=== REQUIREMENT ===
In the data that follows, find the line containing "dragonfly, writing one line per instance."; then quote that line and every line after it, exactly, through the last one.

=== RECORDS TO PROCESS ===
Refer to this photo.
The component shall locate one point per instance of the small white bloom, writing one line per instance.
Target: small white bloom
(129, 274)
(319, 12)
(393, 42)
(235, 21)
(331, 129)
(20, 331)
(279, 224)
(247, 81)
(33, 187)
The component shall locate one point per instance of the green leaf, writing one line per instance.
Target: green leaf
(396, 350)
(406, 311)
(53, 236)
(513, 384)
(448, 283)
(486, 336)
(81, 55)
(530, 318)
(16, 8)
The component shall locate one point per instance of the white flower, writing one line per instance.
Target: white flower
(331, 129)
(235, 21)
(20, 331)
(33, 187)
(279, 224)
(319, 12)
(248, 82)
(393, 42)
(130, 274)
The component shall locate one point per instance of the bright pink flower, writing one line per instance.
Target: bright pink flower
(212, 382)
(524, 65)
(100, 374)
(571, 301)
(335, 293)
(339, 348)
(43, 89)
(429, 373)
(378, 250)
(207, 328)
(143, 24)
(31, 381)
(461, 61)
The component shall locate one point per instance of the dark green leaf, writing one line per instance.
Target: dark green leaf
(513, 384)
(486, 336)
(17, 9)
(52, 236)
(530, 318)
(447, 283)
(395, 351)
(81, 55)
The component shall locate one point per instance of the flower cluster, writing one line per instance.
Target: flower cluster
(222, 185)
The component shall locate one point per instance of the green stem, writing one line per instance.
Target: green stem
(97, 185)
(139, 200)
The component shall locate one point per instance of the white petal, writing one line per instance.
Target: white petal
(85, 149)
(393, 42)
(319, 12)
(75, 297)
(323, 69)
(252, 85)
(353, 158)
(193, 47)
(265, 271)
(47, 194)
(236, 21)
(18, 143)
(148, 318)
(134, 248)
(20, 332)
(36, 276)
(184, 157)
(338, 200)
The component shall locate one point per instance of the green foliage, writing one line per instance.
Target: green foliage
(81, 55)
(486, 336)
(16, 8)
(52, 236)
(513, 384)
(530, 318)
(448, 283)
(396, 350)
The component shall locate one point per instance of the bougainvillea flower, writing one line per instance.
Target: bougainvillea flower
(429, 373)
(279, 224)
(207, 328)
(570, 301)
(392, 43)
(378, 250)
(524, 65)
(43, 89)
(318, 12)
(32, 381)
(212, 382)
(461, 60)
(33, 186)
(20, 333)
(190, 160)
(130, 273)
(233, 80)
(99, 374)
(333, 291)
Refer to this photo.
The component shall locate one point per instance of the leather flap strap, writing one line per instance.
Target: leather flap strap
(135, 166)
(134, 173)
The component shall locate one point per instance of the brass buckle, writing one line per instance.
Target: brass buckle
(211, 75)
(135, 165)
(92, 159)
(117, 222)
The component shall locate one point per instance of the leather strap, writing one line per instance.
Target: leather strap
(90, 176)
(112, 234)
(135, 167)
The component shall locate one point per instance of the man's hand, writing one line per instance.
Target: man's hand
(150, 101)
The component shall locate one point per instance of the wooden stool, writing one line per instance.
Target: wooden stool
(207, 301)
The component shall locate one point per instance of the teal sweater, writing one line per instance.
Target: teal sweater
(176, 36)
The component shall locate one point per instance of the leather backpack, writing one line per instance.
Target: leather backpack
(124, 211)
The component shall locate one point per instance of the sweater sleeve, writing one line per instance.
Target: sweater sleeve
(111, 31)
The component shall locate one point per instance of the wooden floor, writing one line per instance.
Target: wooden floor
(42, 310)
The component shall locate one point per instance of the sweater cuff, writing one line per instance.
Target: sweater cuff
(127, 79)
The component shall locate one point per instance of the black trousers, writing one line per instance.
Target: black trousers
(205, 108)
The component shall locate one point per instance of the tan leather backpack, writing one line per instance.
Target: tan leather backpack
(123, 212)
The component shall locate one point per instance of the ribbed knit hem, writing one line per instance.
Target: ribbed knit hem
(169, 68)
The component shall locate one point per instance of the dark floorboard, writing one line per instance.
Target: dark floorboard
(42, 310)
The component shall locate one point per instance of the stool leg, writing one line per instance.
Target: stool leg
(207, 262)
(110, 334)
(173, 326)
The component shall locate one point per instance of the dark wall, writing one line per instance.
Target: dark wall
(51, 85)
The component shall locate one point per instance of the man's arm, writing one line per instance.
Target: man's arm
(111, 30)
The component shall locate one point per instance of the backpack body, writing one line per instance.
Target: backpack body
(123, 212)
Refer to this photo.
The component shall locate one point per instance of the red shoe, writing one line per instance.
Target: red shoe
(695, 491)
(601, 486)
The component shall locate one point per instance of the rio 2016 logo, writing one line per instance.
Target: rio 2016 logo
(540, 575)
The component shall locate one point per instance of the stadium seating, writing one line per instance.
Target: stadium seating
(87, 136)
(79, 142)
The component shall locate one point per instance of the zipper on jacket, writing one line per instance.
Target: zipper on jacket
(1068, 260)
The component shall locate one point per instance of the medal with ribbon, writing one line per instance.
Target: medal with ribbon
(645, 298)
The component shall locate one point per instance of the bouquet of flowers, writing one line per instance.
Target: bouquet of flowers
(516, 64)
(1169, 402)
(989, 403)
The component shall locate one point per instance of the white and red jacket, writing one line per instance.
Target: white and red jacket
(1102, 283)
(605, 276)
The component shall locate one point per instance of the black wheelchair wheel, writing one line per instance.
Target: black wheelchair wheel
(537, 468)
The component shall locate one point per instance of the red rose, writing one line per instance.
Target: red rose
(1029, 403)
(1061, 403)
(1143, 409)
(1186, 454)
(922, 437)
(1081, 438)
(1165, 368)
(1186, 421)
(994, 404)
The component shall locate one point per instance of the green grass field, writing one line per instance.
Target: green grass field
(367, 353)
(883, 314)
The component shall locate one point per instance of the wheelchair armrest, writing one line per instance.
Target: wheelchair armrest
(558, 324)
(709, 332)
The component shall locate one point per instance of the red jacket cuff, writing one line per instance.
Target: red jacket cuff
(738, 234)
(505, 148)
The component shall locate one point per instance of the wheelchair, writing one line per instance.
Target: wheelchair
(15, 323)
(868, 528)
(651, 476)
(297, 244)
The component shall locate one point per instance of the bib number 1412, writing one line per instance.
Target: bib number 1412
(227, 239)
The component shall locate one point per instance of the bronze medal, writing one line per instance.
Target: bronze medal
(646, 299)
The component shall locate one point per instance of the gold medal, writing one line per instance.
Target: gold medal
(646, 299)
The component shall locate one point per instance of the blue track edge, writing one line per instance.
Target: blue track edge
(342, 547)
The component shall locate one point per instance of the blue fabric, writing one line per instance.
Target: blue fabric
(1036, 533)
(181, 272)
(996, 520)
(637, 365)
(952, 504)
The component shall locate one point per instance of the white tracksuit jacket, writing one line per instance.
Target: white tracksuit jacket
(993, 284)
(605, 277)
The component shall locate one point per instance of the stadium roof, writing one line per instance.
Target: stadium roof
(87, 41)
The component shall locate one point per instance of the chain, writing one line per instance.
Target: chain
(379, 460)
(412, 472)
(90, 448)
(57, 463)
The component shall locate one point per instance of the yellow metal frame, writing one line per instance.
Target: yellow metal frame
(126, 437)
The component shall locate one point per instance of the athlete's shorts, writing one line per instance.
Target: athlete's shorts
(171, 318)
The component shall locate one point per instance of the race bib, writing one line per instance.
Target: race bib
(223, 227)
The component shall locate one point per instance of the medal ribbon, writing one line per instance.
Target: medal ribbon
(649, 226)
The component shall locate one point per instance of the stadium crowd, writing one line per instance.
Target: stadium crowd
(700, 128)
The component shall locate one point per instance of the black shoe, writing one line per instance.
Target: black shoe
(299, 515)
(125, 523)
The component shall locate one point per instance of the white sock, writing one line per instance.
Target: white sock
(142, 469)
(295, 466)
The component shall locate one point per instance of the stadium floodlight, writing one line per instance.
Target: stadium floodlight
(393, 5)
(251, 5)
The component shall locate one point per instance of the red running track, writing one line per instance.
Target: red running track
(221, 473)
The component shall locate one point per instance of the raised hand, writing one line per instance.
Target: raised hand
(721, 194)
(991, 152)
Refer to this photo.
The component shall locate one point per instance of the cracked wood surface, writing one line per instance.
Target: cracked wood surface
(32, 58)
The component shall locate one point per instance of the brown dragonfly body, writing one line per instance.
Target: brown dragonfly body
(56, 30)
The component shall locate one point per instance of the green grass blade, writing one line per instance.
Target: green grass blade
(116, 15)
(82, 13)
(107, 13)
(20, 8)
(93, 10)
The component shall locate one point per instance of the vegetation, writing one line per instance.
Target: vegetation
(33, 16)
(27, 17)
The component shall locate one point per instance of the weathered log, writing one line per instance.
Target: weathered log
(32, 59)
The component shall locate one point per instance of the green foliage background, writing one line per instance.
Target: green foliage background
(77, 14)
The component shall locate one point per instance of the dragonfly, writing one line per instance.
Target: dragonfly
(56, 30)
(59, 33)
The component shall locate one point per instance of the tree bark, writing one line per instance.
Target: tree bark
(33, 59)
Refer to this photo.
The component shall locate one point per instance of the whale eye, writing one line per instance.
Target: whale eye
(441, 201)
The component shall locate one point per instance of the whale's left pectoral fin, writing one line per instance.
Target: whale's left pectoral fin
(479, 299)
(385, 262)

=== EXERCISE OUTPUT ===
The component shall locate one point per instance of the dragonfly, writing one line per instance.
Target: dragonfly
(56, 30)
(59, 33)
The component shall locate one point per instance of the tree bark, writing one line per instance.
Target: tree bark
(33, 59)
Refer to this photo.
The component shall locate one point per instance of the whale eye, writing one line per instance.
Target: whale eye
(441, 201)
The component shall locate one point per instance of the whale's left pectoral fin, writing one line per instance.
Target: whale's left pectoral fin
(479, 299)
(385, 262)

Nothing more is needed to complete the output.